* **Instructions to follow**
Although the entries contain pictures, write out only their text, exactly as it stands.
☆ ☆ ☆
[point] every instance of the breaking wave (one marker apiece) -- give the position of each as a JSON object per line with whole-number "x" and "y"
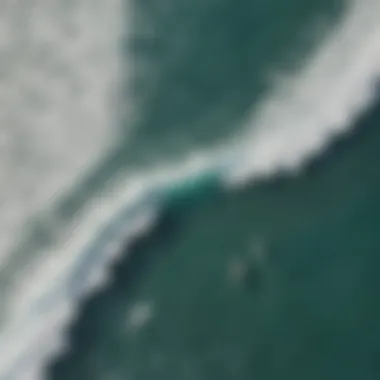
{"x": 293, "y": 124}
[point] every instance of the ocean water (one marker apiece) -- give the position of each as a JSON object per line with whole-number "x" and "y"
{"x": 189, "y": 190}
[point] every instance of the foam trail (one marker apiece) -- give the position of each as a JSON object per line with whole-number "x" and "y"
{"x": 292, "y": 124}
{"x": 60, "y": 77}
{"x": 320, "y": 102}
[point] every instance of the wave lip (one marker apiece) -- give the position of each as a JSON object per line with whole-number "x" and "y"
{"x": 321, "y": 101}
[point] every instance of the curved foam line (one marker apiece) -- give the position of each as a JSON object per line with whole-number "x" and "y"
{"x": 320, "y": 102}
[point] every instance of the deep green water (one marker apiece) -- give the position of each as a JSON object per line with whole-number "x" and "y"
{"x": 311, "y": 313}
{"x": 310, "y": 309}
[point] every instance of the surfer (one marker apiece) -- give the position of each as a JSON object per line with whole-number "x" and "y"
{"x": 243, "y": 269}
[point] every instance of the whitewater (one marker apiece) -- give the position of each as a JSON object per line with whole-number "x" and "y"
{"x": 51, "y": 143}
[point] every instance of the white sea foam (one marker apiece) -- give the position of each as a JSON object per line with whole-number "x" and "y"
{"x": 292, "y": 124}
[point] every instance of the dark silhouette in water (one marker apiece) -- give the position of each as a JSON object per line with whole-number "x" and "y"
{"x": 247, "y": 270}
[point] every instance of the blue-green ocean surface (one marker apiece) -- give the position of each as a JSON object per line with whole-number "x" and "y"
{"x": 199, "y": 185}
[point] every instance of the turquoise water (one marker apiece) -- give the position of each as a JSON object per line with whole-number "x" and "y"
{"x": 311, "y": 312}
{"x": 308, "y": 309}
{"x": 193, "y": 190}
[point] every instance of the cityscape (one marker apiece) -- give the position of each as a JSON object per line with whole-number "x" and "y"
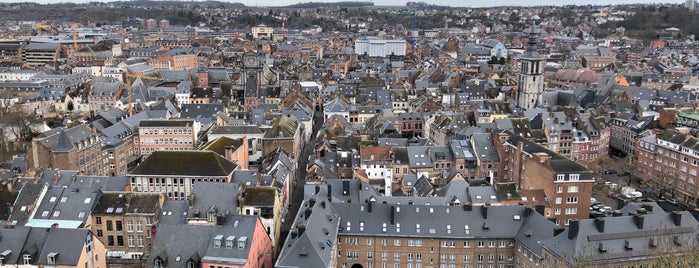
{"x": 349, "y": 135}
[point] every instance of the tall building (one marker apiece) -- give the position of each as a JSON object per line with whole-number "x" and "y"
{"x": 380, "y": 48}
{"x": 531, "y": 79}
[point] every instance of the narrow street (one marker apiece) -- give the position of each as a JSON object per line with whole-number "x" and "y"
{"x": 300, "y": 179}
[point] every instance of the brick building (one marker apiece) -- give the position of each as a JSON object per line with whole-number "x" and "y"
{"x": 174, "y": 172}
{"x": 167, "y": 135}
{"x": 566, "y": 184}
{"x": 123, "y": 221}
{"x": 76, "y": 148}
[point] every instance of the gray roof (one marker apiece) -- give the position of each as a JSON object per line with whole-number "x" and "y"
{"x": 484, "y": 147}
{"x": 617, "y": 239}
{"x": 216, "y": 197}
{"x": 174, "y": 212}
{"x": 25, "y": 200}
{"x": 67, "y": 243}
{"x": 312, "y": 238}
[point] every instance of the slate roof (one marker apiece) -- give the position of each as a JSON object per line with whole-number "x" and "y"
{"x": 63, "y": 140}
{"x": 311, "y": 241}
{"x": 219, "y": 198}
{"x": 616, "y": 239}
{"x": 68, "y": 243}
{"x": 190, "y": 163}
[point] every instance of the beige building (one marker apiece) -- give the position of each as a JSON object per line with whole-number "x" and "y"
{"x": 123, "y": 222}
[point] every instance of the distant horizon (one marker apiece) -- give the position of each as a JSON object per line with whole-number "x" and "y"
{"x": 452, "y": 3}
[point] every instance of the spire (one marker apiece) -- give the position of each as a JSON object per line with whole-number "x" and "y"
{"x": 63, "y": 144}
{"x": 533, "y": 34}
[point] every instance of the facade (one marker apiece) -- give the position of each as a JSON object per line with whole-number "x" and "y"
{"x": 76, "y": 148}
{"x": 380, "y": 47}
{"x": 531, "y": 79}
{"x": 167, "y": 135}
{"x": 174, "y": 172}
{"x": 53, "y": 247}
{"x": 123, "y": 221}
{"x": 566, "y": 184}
☆ ☆ ☆
* **Response to this exercise**
[point] every instance of the breaking wave (one marker apiece) -- give the position of each as a JSON object per line with whole-number "x" and "y"
{"x": 293, "y": 124}
[point] every instance of the ocean water (one marker apiece) -- give the position of each as a JSON object per line with whole-number "x" and "y"
{"x": 189, "y": 190}
[point] every instance of the foam trail (one marker apiece) -- give the position of each as a JSON object per line with whole-number "x" and "y"
{"x": 292, "y": 124}
{"x": 60, "y": 77}
{"x": 320, "y": 102}
[point] every instance of the wave lip (one marker apiece) -- give the position of each as a JSON object per line with whole-number "x" and "y"
{"x": 321, "y": 101}
[point] every instance of the curved foam line (one marker apiece) -- give the position of each as a JSON object per line with whole-number "x" and "y"
{"x": 320, "y": 102}
[point] every instance of the deep green water (one marker apiece) -- give the position of each as a JSON object per line with whole-number "x" and "y"
{"x": 311, "y": 313}
{"x": 310, "y": 309}
[point] every instance of the surfer (one marker apiece) -- give the position of each as a JSON object per line with whole-number "x" and "y"
{"x": 243, "y": 269}
[point] every instance of the whitewater (one marker apiece) -- give the position of each as a JSON object per line with whole-number "x" and "y"
{"x": 51, "y": 143}
[point] every instance of the white sea foam (one marker apiece) -- give the position of each as a JSON object per line with whole-number "x" and "y"
{"x": 292, "y": 124}
[point] every instance of the dark silhouette in water (one marker apiece) -- give the position of each as a JSON object per line with whole-number "x" and "y"
{"x": 247, "y": 270}
[point] every instance of the blue-green ocean surface (one marker apiece) -- give the position of each as a JSON object per line with whole-number "x" and "y"
{"x": 199, "y": 185}
[point] every instance of the turquoise water (one marker apiece) -- give the position of each as a JSON object per line with whole-number "x" and "y"
{"x": 311, "y": 312}
{"x": 308, "y": 309}
{"x": 193, "y": 190}
[point] every instance of the cityscape (one marker apiece) -- give the position of each as a JSON object per line with whole-number "x" and "y"
{"x": 349, "y": 135}
[point] every instance of the tall building (one marker apiece) -- give the position of each as a JSON object per line with whole-number "x" and "y"
{"x": 380, "y": 48}
{"x": 531, "y": 79}
[point] every instance of the narrow street (one marker apiece) -- give the position of each as a JSON object per line with whole-number "x" and "y"
{"x": 300, "y": 179}
[point] every instance of the brick building (one marker apiece) -- give the position of each as a JSON object per line with whole-number "x" and "y"
{"x": 174, "y": 172}
{"x": 167, "y": 135}
{"x": 566, "y": 184}
{"x": 123, "y": 221}
{"x": 76, "y": 148}
[point] every instance of the gray roof (one marker apiece) -- give the position of each as a JSON object per line with whole-number "x" and "y"
{"x": 484, "y": 147}
{"x": 617, "y": 239}
{"x": 216, "y": 197}
{"x": 174, "y": 212}
{"x": 25, "y": 200}
{"x": 67, "y": 243}
{"x": 312, "y": 238}
[point] every instance of the slate roof (one marker apiece) -- give the position of each as a JSON object per line with whole-number "x" and "y"
{"x": 63, "y": 140}
{"x": 311, "y": 241}
{"x": 219, "y": 198}
{"x": 616, "y": 239}
{"x": 68, "y": 243}
{"x": 190, "y": 163}
[point] every instance of the beige building (one marker apiece) -- give the position of each as a JSON object per line with whole-number "x" and "y"
{"x": 123, "y": 222}
[point] every instance of the distant horizon (one marker apiece) -- give the position of each as a JSON object per line with whole-number "x" and "y"
{"x": 452, "y": 3}
[point] every instance of the spire (one marker apiece) -- give the position of each as a JSON object per line with whole-number "x" and "y"
{"x": 63, "y": 144}
{"x": 533, "y": 34}
[point] every instance of the facade (one marker apiece) -- give the position of each as a JSON object per line with whole-number "x" and "y"
{"x": 76, "y": 148}
{"x": 380, "y": 47}
{"x": 531, "y": 79}
{"x": 167, "y": 135}
{"x": 174, "y": 172}
{"x": 53, "y": 247}
{"x": 123, "y": 221}
{"x": 566, "y": 184}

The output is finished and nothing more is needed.